--- START EXTRACTED INFORMATION ---

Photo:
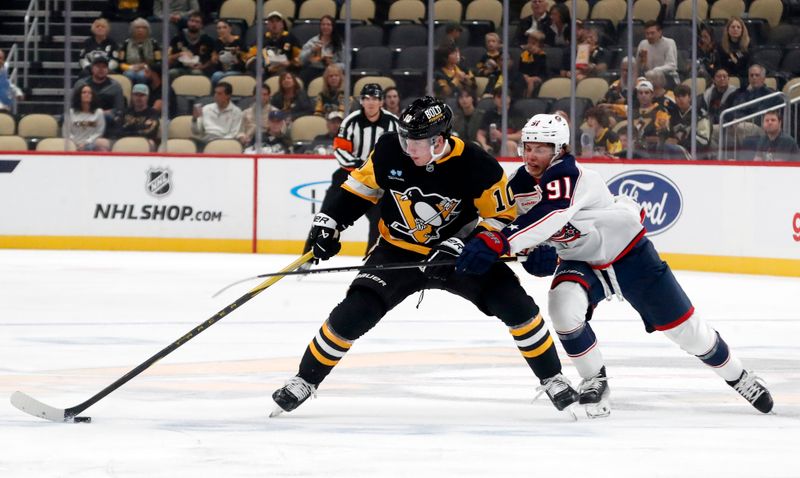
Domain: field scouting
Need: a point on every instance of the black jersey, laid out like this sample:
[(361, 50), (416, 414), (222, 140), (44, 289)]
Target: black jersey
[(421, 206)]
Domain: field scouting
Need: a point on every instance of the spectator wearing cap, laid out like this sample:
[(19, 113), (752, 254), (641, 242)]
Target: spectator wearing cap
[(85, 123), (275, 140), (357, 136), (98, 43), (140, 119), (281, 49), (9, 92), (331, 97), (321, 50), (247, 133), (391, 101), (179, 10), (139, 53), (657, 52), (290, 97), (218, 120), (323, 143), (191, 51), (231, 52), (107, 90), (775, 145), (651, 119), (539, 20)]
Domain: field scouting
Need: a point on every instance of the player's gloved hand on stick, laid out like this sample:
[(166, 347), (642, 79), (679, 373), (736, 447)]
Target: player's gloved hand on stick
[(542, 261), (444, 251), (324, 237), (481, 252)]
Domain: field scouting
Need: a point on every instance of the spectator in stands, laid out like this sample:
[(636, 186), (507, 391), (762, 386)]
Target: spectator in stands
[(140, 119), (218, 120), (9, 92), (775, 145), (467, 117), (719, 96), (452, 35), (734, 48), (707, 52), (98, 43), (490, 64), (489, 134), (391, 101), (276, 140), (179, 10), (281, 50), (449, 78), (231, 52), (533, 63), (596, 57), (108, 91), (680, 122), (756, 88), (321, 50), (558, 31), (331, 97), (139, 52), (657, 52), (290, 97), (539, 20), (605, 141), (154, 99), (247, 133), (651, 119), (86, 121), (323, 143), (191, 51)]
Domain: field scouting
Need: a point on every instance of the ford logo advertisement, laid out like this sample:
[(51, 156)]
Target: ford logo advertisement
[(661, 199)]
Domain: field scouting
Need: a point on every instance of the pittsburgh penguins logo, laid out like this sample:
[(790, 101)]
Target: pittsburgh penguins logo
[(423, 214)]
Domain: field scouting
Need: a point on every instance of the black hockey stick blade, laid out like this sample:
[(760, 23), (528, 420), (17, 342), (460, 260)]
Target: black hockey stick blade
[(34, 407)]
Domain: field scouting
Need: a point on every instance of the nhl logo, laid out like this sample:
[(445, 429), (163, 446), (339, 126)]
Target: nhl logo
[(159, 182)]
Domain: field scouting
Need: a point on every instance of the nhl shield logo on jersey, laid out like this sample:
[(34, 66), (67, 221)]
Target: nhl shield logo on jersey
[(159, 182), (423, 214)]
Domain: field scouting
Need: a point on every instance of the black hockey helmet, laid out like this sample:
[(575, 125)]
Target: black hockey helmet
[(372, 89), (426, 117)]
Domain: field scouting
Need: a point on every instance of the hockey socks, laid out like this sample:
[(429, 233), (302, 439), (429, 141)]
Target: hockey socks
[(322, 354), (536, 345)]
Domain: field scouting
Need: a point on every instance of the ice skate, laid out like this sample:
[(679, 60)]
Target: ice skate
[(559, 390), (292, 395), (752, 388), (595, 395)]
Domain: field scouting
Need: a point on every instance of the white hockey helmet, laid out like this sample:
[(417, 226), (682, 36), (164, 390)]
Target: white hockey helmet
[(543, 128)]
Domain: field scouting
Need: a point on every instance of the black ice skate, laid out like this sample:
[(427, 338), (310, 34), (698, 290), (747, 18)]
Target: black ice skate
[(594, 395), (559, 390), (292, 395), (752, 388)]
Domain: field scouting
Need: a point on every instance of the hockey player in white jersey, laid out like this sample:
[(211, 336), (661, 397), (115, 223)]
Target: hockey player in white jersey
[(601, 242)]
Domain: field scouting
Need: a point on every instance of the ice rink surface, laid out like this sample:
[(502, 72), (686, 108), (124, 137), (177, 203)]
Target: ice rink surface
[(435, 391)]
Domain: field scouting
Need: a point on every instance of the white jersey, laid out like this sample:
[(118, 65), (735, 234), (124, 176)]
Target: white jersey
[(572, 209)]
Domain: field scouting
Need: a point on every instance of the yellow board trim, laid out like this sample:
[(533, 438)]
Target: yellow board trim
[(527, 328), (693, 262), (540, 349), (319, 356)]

--- END EXTRACTED INFORMATION ---
--- START EXTRACTED INFORMATION ---

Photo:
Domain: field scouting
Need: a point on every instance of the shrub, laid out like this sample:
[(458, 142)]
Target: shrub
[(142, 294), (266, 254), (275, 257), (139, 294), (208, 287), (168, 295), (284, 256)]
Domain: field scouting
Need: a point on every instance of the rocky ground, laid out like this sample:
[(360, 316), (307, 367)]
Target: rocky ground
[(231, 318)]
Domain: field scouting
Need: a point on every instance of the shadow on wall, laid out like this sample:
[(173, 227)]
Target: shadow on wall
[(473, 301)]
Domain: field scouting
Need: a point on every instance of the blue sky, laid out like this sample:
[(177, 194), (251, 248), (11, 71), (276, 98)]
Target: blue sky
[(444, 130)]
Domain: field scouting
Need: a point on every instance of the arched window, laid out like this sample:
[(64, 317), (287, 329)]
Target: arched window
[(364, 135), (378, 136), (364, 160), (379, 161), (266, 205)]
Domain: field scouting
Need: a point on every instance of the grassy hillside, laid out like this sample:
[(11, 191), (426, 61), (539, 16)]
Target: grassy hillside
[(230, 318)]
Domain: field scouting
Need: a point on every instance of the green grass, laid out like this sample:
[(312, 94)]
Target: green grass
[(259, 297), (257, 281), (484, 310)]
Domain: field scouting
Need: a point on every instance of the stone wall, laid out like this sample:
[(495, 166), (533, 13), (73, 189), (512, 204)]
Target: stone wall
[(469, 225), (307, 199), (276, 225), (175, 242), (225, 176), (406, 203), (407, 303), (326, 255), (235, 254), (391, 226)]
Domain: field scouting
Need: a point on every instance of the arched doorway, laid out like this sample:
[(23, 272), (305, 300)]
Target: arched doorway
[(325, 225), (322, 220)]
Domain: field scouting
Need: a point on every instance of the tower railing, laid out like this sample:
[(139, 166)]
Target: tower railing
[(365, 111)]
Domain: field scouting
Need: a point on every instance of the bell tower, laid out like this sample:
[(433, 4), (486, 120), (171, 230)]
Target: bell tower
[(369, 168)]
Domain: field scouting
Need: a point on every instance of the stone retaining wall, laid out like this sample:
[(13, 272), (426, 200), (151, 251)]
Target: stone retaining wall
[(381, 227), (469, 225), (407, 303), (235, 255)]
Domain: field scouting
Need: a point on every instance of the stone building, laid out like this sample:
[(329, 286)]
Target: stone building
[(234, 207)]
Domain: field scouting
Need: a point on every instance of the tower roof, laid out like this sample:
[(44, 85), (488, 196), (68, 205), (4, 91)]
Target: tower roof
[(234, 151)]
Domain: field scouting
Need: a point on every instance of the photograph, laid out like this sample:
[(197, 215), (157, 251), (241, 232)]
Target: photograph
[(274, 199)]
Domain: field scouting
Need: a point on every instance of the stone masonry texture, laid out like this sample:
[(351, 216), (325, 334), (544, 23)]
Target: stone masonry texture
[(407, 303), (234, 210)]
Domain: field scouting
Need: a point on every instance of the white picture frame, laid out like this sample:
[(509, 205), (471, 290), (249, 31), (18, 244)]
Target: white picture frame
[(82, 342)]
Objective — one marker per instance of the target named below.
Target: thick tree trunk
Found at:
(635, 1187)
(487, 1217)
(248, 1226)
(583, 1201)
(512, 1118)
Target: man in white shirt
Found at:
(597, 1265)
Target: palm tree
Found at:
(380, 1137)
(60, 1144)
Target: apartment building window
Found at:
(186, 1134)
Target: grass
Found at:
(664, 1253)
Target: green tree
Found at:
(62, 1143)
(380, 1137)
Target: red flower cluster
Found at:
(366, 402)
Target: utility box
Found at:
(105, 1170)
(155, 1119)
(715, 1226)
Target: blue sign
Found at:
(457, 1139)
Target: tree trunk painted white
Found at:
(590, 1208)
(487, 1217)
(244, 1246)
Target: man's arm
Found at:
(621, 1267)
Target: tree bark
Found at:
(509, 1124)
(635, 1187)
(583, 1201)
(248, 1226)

--- END EXTRACTED INFORMATION ---
--- START EXTRACTED INFORMATION ---

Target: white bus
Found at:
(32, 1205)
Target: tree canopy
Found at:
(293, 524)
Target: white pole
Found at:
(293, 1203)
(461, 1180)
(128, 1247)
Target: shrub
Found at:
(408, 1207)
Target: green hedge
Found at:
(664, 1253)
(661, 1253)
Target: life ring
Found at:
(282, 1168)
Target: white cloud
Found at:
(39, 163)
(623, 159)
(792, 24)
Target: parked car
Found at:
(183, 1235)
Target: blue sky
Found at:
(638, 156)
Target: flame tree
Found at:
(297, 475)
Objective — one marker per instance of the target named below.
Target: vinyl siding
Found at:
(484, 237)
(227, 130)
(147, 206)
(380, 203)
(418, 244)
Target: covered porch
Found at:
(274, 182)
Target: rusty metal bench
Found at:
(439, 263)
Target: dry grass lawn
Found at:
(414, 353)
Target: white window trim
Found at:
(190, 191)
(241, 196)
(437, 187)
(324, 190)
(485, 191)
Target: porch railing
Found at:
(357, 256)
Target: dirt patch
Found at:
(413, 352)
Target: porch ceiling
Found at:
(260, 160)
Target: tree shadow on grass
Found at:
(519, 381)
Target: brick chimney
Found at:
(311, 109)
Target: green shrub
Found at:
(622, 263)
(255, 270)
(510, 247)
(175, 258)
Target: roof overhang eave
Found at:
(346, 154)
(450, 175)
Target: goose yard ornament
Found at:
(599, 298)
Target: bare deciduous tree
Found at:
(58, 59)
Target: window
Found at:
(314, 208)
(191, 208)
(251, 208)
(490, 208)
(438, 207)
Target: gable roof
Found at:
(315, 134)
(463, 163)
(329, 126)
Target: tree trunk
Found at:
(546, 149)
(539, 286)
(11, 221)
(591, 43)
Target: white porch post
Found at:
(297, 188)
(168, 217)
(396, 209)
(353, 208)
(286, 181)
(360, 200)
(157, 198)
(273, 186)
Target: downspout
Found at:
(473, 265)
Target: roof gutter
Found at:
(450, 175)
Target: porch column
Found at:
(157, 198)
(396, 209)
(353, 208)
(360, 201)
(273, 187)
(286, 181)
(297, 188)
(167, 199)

--- END EXTRACTED INFORMATION ---

◆ STATED TASK:
Copy out every line in the items above that contains the string "surface", keeping each line complete.

◆ RESULT FOR THIS EXERCISE:
Need: a point on every instance of the ice rink surface, laid out like this sample:
Target: ice rink surface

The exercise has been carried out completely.